Please could you give again the lines from the one holding "Target: blue sky" through the final line of the data below, exactly, with no other lines?

::: Records to process :::

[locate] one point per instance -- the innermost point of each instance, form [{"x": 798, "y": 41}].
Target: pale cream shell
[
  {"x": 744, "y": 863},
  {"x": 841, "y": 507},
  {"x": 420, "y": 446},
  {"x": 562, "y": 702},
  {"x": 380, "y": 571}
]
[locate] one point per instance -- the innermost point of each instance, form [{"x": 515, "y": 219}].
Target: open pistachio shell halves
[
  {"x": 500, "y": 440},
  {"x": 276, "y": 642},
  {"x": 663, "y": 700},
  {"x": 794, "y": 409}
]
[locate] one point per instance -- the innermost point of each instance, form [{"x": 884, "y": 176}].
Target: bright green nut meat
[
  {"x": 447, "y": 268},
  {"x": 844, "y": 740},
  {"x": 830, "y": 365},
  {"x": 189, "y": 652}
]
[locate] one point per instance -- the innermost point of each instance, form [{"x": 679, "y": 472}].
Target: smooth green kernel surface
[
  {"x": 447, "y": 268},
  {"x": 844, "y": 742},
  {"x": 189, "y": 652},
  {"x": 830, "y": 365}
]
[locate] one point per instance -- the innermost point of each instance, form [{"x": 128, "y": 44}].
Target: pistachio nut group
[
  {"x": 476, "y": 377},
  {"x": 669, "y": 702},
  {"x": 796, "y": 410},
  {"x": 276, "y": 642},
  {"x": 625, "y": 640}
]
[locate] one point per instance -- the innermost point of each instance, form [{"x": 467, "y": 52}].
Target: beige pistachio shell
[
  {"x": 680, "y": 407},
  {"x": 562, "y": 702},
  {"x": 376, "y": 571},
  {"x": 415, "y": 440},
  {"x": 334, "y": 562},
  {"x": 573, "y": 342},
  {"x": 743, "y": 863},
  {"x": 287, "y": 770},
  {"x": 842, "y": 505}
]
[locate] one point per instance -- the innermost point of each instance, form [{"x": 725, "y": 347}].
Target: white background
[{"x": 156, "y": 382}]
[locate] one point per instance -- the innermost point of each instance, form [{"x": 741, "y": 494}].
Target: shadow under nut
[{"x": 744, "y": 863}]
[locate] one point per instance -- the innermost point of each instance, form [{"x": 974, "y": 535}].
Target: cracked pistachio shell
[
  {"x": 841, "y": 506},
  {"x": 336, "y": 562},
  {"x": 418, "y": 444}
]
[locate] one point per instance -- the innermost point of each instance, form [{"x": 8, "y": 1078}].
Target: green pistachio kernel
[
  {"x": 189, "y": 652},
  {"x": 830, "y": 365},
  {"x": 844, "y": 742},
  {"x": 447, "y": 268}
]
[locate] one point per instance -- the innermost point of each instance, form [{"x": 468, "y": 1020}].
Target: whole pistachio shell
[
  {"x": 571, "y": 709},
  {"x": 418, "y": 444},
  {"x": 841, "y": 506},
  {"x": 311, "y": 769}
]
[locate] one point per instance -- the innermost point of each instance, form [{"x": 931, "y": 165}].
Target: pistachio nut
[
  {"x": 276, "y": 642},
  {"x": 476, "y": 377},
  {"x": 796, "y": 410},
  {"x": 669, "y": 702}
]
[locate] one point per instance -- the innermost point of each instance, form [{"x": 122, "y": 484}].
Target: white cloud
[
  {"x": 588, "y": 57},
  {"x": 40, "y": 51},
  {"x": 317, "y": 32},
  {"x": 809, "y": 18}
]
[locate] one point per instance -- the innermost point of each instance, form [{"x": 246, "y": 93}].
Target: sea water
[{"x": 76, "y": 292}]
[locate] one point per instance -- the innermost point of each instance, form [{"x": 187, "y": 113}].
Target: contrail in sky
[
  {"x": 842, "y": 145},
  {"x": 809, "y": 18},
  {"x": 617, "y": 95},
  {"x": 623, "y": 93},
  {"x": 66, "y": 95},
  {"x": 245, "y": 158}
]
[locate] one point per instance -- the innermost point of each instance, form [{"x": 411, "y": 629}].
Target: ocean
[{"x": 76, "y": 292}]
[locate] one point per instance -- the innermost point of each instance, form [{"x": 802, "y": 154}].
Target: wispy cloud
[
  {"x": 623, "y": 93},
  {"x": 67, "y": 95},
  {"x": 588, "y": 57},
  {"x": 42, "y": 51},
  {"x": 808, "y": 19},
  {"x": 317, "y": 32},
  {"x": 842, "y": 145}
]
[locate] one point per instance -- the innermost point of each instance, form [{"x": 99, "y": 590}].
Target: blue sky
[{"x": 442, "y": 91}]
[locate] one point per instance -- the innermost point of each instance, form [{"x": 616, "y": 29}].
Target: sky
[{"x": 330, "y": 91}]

:::

Answer box
Target: blue sky
[{"x": 442, "y": 91}]
[locate] one point per instance -- the innermost point of each instance, form [{"x": 616, "y": 29}].
Target: sky
[{"x": 330, "y": 91}]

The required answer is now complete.